◆ WORK INSTRUCTIONS: Quote the passage of the conference abstract starting with "Is the diversity" and going on through "from abiotic chemistry.".

◆ SUPPLIED TEXT:
-=-=-
GSA Connects 2023 Meeting in Pittsburgh, Pennsylvania

Paper No. 89-14
Presentation Time: 11:45 AM

A MACHINE LEARNING APPROACH FOR THE DETECTION OF AGNOSTIC MOLECULAR BIOSIGNATURES


HYSTAD, Grethe1, CLEAVES II, H. James2, PRABHU, Anirudh2, WONG, Michael2, CODY, George D.2, GARMON, Collin A.1, ECONOMON, Sophia3 and HAZEN, Robert M.2, (1)Department of Mathematics and Statistics, Purdue University Northwest, 2200 169th, Hammond, IN 46323, (2)Earth and Planets Laboratory, Carnegie Institution for Science, 5251 Broad Branch Road NW, Washington, DC 20015, (3)Earth and Planetary Sciences, The Johns Hopkins University, 3400 N. Charles Street, Baltimore, MD 21218

Is the diversity and distribution of molecules in living systems different than those in nonliving systems? Can we find a method to characterize the organic molecules in order to understand the differences in the synthesis pathways in biotic versus abiotic processes? We propose that there exist “agnostic molecular biosignatures” composed of suits of molecules that differentiate terrestrial biochemistry from abiotic chemistry.
-=-=-
Entries from a pointing dataset:
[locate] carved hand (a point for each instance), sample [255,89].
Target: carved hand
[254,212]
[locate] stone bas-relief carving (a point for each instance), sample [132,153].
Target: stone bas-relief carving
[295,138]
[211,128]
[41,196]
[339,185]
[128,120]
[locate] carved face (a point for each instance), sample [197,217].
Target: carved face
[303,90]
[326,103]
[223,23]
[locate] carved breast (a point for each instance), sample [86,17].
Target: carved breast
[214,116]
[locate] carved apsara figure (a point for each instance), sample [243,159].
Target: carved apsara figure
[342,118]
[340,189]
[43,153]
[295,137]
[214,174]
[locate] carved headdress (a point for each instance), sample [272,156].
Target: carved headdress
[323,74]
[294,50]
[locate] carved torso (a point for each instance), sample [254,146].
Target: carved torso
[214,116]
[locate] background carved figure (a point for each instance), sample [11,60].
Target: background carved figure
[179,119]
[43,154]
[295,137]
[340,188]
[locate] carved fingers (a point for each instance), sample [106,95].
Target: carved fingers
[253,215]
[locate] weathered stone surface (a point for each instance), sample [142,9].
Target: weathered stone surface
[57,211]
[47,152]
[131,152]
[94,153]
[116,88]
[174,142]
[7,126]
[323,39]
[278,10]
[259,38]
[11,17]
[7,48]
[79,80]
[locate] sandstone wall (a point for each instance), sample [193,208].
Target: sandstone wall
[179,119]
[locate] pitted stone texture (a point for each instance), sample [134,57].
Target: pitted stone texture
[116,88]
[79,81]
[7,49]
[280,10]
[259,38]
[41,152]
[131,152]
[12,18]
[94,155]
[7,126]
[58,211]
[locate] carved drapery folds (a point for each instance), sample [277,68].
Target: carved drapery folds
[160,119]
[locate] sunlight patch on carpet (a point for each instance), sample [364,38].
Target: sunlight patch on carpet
-=-=-
◆ THE OUTPUT:
Is the diversity and distribution of molecules in living systems different than those in nonliving systems? Can we find a method to characterize the organic molecules in order to understand the differences in the synthesis pathways in biotic versus abiotic processes? We propose that there exist “agnostic molecular biosignatures” composed of suits of molecules that differentiate terrestrial biochemistry from abiotic chemistry.